» WHAT IS NEEDED
Output, unchanged, the lines of the material below, from the line containing "Find — the boat" through the last line of the material, both included.

» DATA LISTING
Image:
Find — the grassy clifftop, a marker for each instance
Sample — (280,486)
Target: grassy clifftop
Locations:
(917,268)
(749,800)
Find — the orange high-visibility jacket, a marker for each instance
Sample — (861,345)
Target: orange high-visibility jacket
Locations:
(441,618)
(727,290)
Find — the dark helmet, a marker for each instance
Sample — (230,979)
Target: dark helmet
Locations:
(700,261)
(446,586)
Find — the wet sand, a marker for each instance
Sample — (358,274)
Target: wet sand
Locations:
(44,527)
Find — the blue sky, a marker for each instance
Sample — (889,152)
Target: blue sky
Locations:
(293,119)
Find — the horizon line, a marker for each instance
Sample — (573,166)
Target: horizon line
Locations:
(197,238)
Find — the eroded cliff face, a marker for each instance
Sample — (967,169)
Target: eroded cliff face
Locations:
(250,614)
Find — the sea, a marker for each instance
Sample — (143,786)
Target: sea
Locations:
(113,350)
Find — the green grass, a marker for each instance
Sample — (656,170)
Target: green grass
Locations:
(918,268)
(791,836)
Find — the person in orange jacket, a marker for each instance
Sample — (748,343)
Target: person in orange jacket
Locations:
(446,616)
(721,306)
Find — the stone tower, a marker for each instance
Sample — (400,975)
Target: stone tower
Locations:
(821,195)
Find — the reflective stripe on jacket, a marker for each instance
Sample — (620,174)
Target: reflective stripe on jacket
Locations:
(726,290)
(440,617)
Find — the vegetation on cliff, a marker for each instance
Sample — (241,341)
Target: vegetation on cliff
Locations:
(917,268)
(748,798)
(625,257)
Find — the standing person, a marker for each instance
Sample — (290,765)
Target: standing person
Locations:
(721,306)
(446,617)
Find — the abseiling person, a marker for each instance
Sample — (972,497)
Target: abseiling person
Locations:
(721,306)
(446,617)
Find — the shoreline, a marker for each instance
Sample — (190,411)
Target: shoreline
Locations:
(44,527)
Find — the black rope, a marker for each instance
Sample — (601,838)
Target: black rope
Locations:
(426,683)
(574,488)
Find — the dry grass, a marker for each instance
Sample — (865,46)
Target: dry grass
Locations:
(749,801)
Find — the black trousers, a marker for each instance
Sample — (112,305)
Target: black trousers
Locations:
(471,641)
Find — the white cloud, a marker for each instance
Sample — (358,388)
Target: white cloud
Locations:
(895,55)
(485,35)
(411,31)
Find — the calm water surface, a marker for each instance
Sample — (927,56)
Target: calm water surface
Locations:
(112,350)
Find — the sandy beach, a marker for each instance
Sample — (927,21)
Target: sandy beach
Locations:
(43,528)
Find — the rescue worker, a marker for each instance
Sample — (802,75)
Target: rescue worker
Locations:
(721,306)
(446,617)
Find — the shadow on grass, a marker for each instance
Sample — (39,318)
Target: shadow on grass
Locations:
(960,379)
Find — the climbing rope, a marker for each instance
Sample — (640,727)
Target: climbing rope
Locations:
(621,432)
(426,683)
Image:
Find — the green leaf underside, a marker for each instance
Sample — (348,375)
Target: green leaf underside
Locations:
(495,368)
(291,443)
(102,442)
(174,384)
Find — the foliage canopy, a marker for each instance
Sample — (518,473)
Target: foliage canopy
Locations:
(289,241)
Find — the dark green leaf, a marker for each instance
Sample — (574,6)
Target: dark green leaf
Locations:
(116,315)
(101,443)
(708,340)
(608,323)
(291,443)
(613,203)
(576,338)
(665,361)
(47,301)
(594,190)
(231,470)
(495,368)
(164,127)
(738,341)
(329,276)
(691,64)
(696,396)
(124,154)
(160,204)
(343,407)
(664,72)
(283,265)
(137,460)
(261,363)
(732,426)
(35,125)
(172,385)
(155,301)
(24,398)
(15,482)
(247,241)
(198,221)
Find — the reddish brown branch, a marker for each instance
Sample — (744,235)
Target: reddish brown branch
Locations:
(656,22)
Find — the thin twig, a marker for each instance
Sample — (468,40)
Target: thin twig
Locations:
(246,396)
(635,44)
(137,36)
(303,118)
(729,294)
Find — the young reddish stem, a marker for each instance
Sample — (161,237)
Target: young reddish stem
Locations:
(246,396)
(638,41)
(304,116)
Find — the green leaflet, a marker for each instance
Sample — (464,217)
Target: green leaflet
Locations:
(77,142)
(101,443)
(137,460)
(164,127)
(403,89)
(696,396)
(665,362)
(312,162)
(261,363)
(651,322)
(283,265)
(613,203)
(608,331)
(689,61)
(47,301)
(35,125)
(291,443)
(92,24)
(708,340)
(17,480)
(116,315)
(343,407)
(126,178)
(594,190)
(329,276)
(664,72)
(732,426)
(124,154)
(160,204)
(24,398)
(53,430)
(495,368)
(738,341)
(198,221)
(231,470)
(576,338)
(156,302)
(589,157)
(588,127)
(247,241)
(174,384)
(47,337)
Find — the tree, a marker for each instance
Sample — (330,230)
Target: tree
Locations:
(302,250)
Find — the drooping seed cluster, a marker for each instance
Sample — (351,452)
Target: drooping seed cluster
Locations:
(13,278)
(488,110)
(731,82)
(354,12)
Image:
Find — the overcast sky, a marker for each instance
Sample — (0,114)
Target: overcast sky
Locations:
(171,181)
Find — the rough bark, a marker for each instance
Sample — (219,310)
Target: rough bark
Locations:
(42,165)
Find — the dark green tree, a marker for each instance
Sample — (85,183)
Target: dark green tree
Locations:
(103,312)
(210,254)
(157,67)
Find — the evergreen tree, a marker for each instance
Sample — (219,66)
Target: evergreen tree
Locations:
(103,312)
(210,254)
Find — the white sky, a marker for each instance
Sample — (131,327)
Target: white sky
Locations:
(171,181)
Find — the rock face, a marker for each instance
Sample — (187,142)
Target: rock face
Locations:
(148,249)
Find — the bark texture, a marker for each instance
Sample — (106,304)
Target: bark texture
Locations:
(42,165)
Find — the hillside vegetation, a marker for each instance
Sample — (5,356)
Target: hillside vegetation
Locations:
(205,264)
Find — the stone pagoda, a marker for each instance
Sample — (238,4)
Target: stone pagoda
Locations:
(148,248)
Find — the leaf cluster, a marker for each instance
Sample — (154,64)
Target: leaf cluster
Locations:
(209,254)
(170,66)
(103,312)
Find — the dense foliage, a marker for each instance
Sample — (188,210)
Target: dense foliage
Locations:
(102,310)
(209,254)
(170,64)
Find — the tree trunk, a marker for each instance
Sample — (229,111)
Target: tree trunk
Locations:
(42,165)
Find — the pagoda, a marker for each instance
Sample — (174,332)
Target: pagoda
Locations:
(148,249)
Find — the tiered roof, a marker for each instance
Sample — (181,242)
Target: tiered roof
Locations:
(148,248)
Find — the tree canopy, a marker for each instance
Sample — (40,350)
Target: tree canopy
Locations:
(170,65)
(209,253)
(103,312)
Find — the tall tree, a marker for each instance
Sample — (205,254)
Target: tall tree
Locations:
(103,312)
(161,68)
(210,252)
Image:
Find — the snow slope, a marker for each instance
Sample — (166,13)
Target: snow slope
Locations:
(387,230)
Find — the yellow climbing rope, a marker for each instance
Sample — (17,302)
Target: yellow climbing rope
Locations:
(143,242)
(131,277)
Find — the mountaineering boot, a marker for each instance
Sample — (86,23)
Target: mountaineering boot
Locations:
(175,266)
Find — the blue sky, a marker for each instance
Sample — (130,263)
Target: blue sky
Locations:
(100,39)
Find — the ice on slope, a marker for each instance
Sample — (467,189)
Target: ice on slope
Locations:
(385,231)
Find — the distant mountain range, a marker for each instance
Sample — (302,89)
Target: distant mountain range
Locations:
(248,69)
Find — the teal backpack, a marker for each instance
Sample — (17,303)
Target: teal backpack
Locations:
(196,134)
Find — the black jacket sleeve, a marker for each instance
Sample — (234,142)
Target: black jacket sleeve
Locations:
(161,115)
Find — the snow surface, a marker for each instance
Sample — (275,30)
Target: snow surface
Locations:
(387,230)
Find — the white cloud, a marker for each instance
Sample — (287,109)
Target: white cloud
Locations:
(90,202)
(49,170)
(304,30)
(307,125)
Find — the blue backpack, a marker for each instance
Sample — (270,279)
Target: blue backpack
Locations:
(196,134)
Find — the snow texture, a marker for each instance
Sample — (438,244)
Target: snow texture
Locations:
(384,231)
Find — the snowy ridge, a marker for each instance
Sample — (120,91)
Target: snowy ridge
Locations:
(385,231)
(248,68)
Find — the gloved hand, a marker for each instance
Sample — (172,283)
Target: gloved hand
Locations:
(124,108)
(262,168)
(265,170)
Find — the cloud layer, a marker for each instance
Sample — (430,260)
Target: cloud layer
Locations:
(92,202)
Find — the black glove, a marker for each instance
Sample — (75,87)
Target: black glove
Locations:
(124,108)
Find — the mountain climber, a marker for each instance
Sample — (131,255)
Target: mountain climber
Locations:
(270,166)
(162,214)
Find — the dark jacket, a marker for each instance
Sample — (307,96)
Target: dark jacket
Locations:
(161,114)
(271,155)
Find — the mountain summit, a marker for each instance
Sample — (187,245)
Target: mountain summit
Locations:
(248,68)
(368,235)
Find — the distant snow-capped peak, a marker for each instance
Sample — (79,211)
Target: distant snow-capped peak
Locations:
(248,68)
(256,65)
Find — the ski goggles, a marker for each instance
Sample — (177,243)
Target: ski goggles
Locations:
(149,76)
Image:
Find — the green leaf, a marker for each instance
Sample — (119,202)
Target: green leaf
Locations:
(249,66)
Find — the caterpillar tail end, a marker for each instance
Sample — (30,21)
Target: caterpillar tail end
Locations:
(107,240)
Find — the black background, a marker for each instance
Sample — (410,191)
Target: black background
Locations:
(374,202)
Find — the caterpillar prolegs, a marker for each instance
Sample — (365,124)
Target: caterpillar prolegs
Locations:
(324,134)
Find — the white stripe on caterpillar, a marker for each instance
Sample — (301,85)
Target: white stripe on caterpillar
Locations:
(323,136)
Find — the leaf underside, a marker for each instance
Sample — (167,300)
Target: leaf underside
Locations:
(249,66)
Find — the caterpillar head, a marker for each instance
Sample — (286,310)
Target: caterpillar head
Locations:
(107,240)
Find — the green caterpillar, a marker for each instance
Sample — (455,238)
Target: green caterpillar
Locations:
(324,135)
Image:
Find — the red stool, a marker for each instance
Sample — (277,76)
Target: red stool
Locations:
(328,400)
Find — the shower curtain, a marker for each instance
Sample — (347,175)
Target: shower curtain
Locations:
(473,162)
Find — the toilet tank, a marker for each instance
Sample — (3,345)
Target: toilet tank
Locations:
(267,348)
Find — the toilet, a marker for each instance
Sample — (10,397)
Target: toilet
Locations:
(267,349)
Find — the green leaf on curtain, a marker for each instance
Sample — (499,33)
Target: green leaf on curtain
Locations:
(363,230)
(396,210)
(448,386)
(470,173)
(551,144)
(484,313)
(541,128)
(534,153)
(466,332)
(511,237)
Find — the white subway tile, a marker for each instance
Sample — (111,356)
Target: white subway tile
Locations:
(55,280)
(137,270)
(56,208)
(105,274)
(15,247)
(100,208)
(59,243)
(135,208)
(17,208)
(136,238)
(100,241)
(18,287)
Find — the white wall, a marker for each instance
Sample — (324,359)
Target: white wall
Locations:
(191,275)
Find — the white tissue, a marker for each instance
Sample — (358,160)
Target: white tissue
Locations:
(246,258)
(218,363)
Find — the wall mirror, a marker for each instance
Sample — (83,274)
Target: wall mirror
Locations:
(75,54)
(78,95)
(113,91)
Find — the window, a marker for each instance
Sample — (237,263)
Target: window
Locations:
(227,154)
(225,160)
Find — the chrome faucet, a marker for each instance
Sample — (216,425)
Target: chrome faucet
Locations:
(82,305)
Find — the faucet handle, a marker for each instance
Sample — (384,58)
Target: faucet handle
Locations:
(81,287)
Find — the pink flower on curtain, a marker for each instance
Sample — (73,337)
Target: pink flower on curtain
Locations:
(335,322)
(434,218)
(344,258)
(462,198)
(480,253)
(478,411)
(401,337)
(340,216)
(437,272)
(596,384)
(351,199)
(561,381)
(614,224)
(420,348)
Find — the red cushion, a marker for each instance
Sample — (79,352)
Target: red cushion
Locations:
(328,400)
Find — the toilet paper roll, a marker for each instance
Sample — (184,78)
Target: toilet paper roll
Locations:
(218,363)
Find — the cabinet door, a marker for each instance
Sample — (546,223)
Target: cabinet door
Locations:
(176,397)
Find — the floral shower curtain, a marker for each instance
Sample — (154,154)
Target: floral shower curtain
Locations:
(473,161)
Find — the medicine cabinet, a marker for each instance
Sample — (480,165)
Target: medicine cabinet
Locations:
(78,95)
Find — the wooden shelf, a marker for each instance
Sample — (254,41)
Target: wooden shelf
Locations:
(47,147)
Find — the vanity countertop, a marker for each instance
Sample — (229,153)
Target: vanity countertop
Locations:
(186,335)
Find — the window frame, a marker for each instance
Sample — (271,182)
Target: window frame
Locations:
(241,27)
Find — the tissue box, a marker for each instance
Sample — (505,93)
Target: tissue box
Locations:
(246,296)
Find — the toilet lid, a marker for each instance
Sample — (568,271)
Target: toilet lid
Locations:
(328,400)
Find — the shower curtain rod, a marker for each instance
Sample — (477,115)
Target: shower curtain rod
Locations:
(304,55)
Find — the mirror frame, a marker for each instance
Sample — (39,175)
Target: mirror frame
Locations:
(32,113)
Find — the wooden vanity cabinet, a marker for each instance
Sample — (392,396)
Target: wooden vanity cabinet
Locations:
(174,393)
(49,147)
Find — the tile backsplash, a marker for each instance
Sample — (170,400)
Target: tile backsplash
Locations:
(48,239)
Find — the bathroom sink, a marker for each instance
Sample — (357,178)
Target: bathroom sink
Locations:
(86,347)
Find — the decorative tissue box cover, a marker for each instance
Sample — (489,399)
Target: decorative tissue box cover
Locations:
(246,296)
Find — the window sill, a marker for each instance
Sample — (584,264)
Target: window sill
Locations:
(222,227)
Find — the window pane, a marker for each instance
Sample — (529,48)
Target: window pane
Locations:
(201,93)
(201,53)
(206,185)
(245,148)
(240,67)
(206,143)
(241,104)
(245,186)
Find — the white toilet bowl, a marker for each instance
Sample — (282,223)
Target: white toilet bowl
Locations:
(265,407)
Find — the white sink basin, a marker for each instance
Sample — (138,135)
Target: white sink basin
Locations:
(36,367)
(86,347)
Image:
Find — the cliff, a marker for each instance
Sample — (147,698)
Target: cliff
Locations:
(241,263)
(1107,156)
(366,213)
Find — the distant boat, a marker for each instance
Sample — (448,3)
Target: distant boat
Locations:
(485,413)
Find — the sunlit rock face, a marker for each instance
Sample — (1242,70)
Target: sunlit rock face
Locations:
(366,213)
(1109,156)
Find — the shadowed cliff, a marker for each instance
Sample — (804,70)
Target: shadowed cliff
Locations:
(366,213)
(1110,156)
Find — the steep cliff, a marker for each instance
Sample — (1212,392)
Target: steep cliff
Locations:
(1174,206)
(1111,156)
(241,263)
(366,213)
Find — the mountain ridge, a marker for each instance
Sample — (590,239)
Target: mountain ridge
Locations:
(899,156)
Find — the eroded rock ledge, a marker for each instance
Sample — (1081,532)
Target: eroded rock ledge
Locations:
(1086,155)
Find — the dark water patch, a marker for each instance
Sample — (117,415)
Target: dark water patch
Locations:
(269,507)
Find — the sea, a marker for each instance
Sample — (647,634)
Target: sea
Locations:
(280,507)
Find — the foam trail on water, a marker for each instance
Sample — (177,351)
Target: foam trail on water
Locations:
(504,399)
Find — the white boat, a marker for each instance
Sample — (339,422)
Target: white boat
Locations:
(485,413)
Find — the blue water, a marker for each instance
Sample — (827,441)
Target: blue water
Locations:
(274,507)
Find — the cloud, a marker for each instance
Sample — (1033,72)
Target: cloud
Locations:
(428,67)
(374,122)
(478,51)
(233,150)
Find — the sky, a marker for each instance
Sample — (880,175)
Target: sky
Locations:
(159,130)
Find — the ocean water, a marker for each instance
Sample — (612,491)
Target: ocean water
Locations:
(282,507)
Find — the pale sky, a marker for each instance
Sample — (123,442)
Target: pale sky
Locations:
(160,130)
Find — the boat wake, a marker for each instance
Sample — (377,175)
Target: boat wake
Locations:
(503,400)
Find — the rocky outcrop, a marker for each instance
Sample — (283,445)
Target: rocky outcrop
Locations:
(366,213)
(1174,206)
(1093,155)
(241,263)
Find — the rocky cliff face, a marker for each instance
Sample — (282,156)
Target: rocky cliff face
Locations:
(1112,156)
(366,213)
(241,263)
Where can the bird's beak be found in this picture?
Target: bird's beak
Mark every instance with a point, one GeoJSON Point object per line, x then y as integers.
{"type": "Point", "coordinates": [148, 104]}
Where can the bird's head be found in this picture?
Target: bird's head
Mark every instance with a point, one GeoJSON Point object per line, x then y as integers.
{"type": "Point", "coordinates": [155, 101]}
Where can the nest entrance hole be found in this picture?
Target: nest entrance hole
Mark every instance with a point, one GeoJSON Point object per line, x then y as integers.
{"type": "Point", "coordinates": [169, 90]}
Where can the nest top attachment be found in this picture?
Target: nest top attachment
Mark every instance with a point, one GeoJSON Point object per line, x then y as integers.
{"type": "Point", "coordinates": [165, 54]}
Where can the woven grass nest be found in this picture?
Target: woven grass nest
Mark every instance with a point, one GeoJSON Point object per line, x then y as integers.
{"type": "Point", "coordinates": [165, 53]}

» ANSWER TO THE EXERCISE
Find — the boat wake, a marker for each instance
Sample — (377,175)
Target: boat wake
Locations:
(503,400)
Find — the rocky outcrop, a marker for each instance
Sample — (283,445)
Target: rocky outcrop
Locations:
(366,213)
(1174,206)
(1093,155)
(241,263)
Find — the rocky cliff face, a marker for each instance
Sample — (282,156)
Target: rocky cliff face
Locations:
(1112,156)
(366,213)
(241,263)
Where can the bird's beak be found in this picture?
Target: bird's beak
Mark every instance with a point, one GeoJSON Point object per line, x then y as integers.
{"type": "Point", "coordinates": [148, 104]}
Where can the bird's head be found in this picture?
Target: bird's head
Mark every instance with a point, one GeoJSON Point object per line, x then y as integers.
{"type": "Point", "coordinates": [155, 101]}
Where can the nest entrance hole be found in this picture?
Target: nest entrance hole
Mark every instance with a point, one GeoJSON Point object per line, x then y as integers.
{"type": "Point", "coordinates": [169, 90]}
Where can the nest top attachment be found in this picture?
Target: nest top attachment
Mark every instance with a point, one GeoJSON Point object per line, x then y as integers.
{"type": "Point", "coordinates": [165, 54]}
Where can the woven grass nest be found in this picture?
Target: woven grass nest
Mark every instance with a point, one GeoJSON Point object per line, x then y as integers.
{"type": "Point", "coordinates": [165, 53]}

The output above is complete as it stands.